• [DATA SHOWN]
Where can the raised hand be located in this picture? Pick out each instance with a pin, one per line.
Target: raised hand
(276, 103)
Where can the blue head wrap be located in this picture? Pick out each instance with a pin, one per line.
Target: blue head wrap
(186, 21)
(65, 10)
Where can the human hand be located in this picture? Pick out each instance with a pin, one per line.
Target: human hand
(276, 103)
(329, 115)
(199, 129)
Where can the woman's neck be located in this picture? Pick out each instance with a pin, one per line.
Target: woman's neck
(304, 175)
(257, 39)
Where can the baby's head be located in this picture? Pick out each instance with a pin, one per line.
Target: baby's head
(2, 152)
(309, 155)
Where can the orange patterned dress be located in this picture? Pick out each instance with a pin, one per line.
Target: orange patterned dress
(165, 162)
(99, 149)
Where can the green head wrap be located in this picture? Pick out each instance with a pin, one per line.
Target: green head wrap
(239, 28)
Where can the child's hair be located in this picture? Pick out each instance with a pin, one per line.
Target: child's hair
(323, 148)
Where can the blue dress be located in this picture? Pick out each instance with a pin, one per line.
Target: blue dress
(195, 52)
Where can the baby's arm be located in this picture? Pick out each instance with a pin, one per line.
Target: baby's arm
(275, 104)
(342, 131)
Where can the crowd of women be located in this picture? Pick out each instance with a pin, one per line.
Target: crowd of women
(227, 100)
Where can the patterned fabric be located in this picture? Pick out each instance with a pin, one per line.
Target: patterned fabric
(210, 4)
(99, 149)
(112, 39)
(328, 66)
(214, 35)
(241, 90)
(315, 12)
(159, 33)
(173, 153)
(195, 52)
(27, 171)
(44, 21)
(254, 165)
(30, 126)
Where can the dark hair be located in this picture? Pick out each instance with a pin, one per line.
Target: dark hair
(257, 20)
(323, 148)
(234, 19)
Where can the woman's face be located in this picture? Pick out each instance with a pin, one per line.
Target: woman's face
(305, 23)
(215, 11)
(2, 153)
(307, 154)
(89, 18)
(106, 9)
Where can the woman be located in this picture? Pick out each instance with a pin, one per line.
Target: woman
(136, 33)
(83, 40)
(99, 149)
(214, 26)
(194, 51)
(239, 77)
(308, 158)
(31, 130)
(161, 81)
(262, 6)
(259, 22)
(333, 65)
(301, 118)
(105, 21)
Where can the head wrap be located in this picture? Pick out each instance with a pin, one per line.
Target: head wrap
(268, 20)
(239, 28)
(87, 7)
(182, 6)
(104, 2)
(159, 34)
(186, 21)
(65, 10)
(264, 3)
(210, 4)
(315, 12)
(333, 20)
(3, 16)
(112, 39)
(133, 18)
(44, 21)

• [BRIEF] Quote exactly the stretch of lines above that starts at the first one and ends at the line with "Where can the dark", and nothing beyond it.

• [OUTPUT FOR THIS TASK]
Where can the raised hand be located in this picture? Pick out each instance with a pin, one per line.
Target: raised hand
(276, 103)
Where can the blue head wrap be located in this picture? Pick out each instance with a pin, one per line.
Target: blue head wrap
(186, 21)
(65, 10)
Where can the human hand be located in this picture? Pick out each instance with a pin, one per line.
Target: human hand
(276, 103)
(329, 115)
(199, 129)
Where can the woman's neck be located in this picture? Pick out each instance with a pin, one per line.
Target: woman's neck
(304, 175)
(257, 39)
Where can the baby's head be located in this picture? Pick out each instance with a pin, one per line.
Target: baby's head
(2, 152)
(309, 155)
Where can the orange patterned dress be located in this picture? Pick out each instance with a pin, one per line.
Target: orange patterned dress
(165, 162)
(99, 149)
Where can the green head wrap be located in this picture? Pick out each instance with a pin, one per line.
Target: green head wrap
(239, 28)
Where can the child's hair be located in this picture? Pick out each instance with a pin, one per line.
Target: child's hair
(323, 148)
Where can the blue dress be located in this picture? Pick out each instance with a pin, one per line.
Target: blue dress
(195, 52)
Where can the baby's arm be located in this picture? Pick out each instance with a pin, one per line.
Target: baby's arm
(275, 104)
(342, 131)
Where can the crowd of women be located in this picture? Pick out each instance with a pin, one per line.
Target: crowd of women
(227, 100)
Where can the patterned fabric be located in this picture? Pick out each instance with a pin, one per line.
Target: patterned fabric
(210, 4)
(99, 149)
(112, 39)
(328, 66)
(214, 35)
(241, 90)
(315, 12)
(159, 33)
(173, 153)
(195, 52)
(27, 171)
(44, 21)
(254, 165)
(30, 126)
Where can the dark hair be located in this picture? Pick out each instance with a pin, one per line.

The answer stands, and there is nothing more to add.